◆ **Selected text**
------------------------
# Need good P&S camera - 6.5k



## warrior047 (Nov 4, 2011)

Friends,
Looking for a decent point & shoot camera. Zoom not important. Casual photography is the need for this. So please let me know your thoughts.

I had used Panasonic Lumix FH1 and it was awesome for me. Now thinking about FH2. Any other suggestions? I am against the touch operations. So need a conventional and great camera which is vfm.

Inputs pls?


----------



## aroraanant (Nov 4, 2011)

Canon A2200 or nikon S3100


----------



## warrior047 (Nov 5, 2011)

thank you but A2200 doesn't have IS which is required for me.

Am k for a budget of 7.5k at max. Thinking of the below so pls suggest:

Canon A3200 IS
Panasonic Lumix FH2
Panasonic Lumix FH3
Panasonic Lumix DMC S3
Panasonic Lumix DMC LS5
Olympus VG-110 or VG-120 or VG-140 etc.,
Sony W530

These are the best ones I got on research but please need your valuable inputs. Which is the BEST VFM of these...


----------



## sujoyp (Nov 5, 2011)

Here is the review of canon A3200IS get this one ->Canon PowerShot A3200 IS Review | PhotographyBLOG


----------



## warrior047 (Nov 7, 2011)

Thanks sujoy. Read in amazon regardng the Image distortion for A3300 IS. Looks like the same applies to its younger A3200. Is it true? Anyways After lot of analysis, decided between these 3:

A3200 IS Canon
Lumix DMC FH2 Panasonic

Please check and let me know. No reviews gave exact info...


----------



## sujoyp (Nov 7, 2011)

image distortion...what kind of?? can you provide me a link

a dumb compassion between 2 in snapshort displays that in all imp features canon 3200 is better then FH2
Canon A3200 IS vs Panasonic DMC-FH2


----------



## warrior047 (Nov 7, 2011)

sujoyp said:


> image distortion...what kind of?? can you provide me a link
> 
> a dumb compassion between 2 in snapshort displays that in all imp features canon 3200 is better then FH2
> Canon A3200 IS vs Panasonic DMC-FH2




Here it is for A3300 but also applicable for A3200 as both are same except for screen and pixels:

*www.amazon.com/review/R17HL0FEFO513O/ref=cm_cr_pr_viewpnt#R17HL0FEFO513O

A wider aperture is better is what you say?Pardon my ignorance...but I checked the features and it has lot of features like Intelligent resolution technology when studied: Please see if canon has similar?

DMC-FH5/DMC-FH2/DMC-FS18/DMC-FS16 | PRODUCTS | LUMIX | Digital Camera | Panasonic Global


----------



## sujoyp (Nov 7, 2011)

I have read the review in cameralabs.com as well and it does not mention any distortion...it even have samples to view...
Canon PowerShot A3300 IS / A3200 IS review: design, controls, lens, stabilisation, screen, movies, drive modes | Cameralabs

those intelligent things r all gimmik and every cam have some or other...dont care about that

yes lesser the f value better it is for low light situations


----------



## aroraanant (Nov 9, 2011)

Hey I did a typo mistake...
I wanted to suggest u A3200 only but by chance I wrote 2200...sorry for that


----------



## warrior047 (Nov 27, 2011)

folks...finally went for A1200 canon...hope its good


----------
------------------------
◆ **What you are asked to do**
Retype the passage of the camera-buying thread above from "## warrior047 (Nov 4, 2011)" to "which is vfm.".
------------------------
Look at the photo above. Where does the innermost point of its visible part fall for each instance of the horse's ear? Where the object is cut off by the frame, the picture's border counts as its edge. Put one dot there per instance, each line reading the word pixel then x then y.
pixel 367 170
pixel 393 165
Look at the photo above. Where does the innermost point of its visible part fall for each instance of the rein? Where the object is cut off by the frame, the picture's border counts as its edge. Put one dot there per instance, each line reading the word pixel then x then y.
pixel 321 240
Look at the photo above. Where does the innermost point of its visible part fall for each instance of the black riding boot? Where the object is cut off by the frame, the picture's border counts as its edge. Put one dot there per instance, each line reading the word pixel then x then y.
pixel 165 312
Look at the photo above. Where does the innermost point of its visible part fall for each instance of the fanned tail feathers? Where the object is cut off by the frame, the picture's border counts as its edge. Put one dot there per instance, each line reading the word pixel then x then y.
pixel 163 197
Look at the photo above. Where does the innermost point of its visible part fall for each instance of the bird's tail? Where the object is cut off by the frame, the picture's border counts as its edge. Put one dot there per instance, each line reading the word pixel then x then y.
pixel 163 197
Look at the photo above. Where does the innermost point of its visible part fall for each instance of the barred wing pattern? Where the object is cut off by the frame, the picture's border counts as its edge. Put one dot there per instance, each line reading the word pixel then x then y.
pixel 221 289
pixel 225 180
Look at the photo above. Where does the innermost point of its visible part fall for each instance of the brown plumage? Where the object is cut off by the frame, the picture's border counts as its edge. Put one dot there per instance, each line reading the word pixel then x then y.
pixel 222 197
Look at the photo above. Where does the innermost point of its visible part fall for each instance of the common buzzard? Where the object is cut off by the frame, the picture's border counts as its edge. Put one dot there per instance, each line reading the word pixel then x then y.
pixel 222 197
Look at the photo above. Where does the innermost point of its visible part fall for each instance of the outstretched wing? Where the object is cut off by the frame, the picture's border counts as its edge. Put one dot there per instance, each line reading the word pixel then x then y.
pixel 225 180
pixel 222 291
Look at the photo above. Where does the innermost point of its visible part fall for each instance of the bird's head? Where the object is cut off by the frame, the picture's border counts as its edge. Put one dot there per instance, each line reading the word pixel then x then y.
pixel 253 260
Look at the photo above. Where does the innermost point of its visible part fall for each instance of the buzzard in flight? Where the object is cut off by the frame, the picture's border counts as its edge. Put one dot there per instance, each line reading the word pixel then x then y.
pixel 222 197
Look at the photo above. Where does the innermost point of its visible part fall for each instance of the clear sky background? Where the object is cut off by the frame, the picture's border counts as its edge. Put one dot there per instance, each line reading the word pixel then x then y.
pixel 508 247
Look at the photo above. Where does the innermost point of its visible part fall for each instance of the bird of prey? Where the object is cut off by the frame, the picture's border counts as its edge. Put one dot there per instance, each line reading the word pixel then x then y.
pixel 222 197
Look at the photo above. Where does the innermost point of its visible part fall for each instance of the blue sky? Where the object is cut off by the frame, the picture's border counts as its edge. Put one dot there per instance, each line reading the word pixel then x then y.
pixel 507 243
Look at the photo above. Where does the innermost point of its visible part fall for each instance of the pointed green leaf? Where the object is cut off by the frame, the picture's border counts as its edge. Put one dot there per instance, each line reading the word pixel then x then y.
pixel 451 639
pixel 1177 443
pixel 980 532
------------------------
◆ **Final result**
## warrior047 (Nov 4, 2011)

Friends,
Looking for a decent point & shoot camera. Zoom not important. Casual photography is the need for this. So please let me know your thoughts.

I had used Panasonic Lumix FH1 and it was awesome for me. Now thinking about FH2. Any other suggestions? I am against the touch operations. So need a conventional and great camera which is vfm.